Repeat every line of the listing below exactly, minus the pictures.

## BEGIN Data provided

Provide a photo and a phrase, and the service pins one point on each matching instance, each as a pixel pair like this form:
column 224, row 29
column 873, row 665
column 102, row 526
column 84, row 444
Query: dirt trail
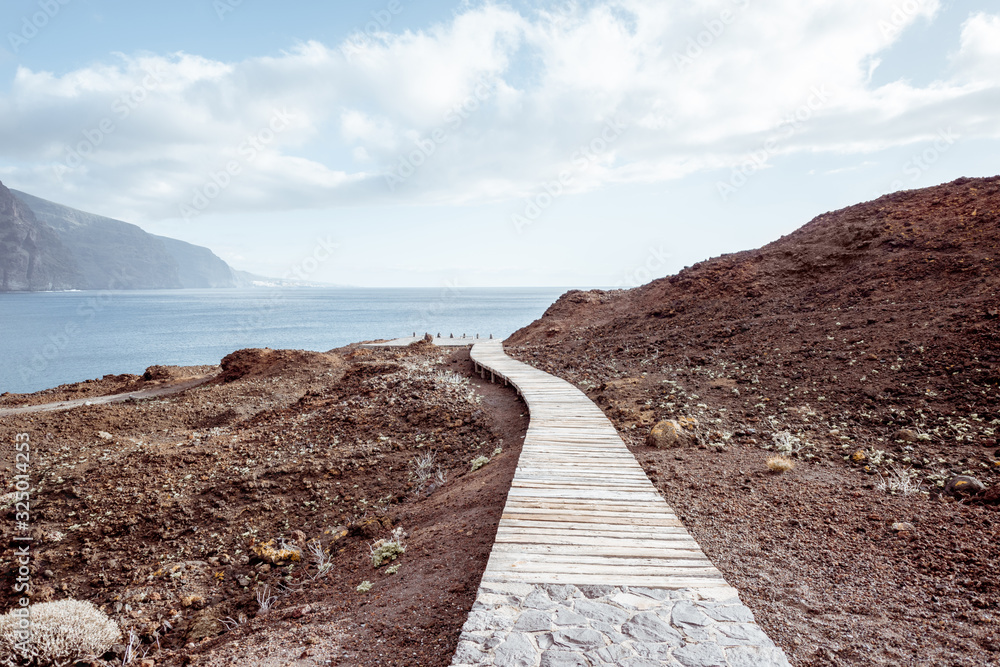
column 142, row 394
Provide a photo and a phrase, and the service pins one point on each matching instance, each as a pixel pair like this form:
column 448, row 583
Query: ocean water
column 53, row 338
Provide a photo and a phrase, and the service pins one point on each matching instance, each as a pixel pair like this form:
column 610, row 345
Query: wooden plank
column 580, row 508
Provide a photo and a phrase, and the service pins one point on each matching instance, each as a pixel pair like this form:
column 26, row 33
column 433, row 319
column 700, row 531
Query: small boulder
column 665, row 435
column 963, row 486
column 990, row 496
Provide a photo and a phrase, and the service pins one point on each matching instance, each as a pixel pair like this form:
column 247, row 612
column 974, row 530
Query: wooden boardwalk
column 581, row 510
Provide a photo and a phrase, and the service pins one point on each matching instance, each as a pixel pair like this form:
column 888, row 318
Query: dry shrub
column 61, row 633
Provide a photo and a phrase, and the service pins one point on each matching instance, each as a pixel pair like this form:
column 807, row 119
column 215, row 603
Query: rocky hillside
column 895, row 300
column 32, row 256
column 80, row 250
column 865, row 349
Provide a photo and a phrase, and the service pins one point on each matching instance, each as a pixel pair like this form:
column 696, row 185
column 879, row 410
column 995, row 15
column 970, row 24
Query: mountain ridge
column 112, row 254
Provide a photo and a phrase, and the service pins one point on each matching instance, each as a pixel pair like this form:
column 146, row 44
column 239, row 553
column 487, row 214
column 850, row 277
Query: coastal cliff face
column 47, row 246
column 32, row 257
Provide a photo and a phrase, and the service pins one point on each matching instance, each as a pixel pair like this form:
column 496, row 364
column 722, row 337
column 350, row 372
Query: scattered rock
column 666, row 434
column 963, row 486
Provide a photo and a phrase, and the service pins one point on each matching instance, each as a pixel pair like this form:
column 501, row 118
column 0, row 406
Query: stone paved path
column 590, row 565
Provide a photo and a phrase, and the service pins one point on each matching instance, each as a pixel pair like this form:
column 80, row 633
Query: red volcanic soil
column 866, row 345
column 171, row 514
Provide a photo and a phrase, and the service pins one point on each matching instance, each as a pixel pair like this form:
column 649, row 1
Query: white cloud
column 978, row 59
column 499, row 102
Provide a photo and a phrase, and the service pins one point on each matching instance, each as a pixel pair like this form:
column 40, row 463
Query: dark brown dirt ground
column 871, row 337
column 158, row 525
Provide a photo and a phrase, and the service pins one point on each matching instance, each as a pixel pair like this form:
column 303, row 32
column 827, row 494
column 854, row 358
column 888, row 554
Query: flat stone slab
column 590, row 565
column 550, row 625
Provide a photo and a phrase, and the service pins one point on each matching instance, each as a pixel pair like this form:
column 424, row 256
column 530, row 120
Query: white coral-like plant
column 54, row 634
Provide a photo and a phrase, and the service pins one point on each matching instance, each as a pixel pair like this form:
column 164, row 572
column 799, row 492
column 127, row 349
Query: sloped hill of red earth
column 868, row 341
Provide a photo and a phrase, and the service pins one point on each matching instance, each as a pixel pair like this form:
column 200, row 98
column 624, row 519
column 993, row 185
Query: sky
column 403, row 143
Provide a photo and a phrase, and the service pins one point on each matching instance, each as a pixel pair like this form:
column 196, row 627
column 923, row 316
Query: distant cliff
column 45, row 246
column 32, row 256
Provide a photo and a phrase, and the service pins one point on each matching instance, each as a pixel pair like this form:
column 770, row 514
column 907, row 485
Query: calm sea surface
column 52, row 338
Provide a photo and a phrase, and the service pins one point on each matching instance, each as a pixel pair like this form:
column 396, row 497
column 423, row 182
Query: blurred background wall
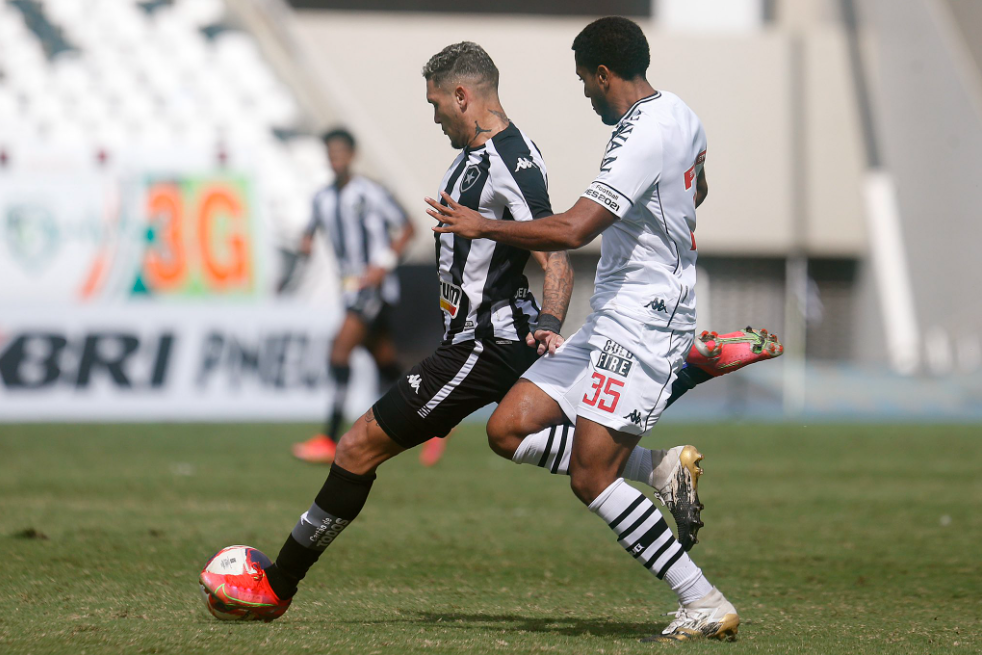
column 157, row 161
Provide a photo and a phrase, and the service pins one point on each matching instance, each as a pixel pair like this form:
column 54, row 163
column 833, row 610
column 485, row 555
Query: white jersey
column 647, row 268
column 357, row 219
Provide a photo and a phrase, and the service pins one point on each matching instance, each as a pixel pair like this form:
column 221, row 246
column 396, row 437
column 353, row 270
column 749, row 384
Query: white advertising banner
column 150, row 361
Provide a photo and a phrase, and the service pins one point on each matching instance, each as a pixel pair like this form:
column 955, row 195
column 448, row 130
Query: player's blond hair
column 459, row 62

## END Data provided

__Response below__.
Provide a photo and a phrase, and the service pins one point on each matching instance, each as a pixel pair like this form:
column 224, row 29
column 873, row 665
column 102, row 526
column 84, row 444
Query: dirt trail
column 142, row 394
Provide a photo and a phrase, and the service pins one point on each matching instance, each as a pixel pair like this form:
column 448, row 583
Query: ocean water
column 53, row 338
Provide a photo and a phrase, and the service pins one point on each matching instance, each as a pixel pair like this form:
column 610, row 345
Query: wooden plank
column 580, row 508
Provide a photo and a phrase, and the service pins one point on each matching instance, each as a pixel pair like this form:
column 26, row 33
column 433, row 319
column 700, row 531
Query: small boulder
column 665, row 435
column 963, row 486
column 990, row 496
Provide a photo and a phrase, and the service pins one point on each matching instance, each as a pixel pair like this form:
column 247, row 612
column 974, row 530
Query: wooden boardwalk
column 581, row 510
Provide a photo and a phrase, and the service pins one point on each matching instance, each as a pixel pair like this form:
column 888, row 318
Query: dry shrub
column 61, row 633
Provide a photo and a phrase, and the service pins one point on each matching instance, each as a pixel pair like this form:
column 807, row 119
column 215, row 603
Query: rocky hillside
column 895, row 300
column 32, row 256
column 80, row 250
column 865, row 349
Provide a photo and a phrase, and the service pins one point on each matching instance, each as a pixel pair like this form:
column 696, row 185
column 879, row 410
column 995, row 15
column 970, row 24
Query: mountain ridge
column 112, row 254
Provide a photo and a phrase, and the service pins one point on each matching instance, each as a pixel pair like this form:
column 146, row 44
column 239, row 553
column 487, row 214
column 850, row 277
Query: coastal cliff face
column 47, row 246
column 32, row 257
Provide a photo and a phrase, and the service pins one point on each matching instance, each as a pixel pair like this form:
column 496, row 364
column 722, row 337
column 350, row 372
Query: scattered rock
column 666, row 434
column 963, row 486
Provide a photo and a phrase, and the service pins one point on each matching instance, each as a pixel pair like this form:
column 501, row 118
column 0, row 406
Query: stone paved path
column 590, row 565
Provide a photo and a phrase, and the service pins one point on each matching instance, each as a pixel pair like this form:
column 80, row 633
Query: red volcanic soil
column 866, row 345
column 171, row 514
Provide a photo and a phrase, and the service pins one point on each matching instance, each as a pixel pair like this form:
column 649, row 1
Query: white cloud
column 978, row 59
column 499, row 102
Provide a photo and a phrase, and the service pins one point on each matching instance, each as a pixel pair like this form:
column 40, row 463
Query: dark brown dirt ground
column 871, row 337
column 158, row 525
Provide a photo and a phrase, and the service pins one point on each matching instance, each as a pixel pair like this form:
column 303, row 32
column 827, row 494
column 854, row 358
column 888, row 554
Query: flat stone slab
column 590, row 565
column 550, row 625
Provide a photo and a phrase, and the service pins one point on each matching instance, each as a pixel pair like this form:
column 424, row 256
column 530, row 120
Query: white coral-like plant
column 54, row 634
Provide a photo and a phrase, and the service pins one point on each matching instance, each as a pixel pair like this form:
column 164, row 572
column 799, row 492
column 127, row 349
Query: sloped hill of red earth
column 868, row 341
Provide a photo and a phrase, and the service pins one point on each matching instance, each as a pixel pair like this form:
column 200, row 98
column 624, row 519
column 993, row 185
Query: sky
column 403, row 143
Provide a photo and a phrase, and the service pins one point on each matching instance, each as a pixel pair like this form:
column 196, row 627
column 923, row 316
Query: distant cliff
column 45, row 246
column 32, row 256
Provide a photo and a phrase, and the service pins one point on each matching instance, each as a pixel pair like this form:
column 770, row 514
column 907, row 485
Query: calm sea surface
column 52, row 338
Provide a photo and a phrase, and the service pins one point on each matching instance, each as a pixel pair like this form:
column 396, row 497
column 423, row 182
Query: blurred background wall
column 157, row 161
Provide a photo and a phrase, and the service pins one point on each matching instance, each as a pixel pair like this form:
column 54, row 163
column 833, row 610
column 485, row 555
Query: white jersey
column 647, row 268
column 357, row 219
Provide a photo and a phrase, and the service pins one point on each matching instance, each as a pixel pair like this form:
column 221, row 246
column 396, row 437
column 353, row 270
column 749, row 384
Query: white advertising banner
column 150, row 361
Provide a photo and a phrase, and the service pins one point on each matching instance, each as a pixel pair like this form:
column 955, row 195
column 448, row 130
Query: player's blond hair
column 459, row 62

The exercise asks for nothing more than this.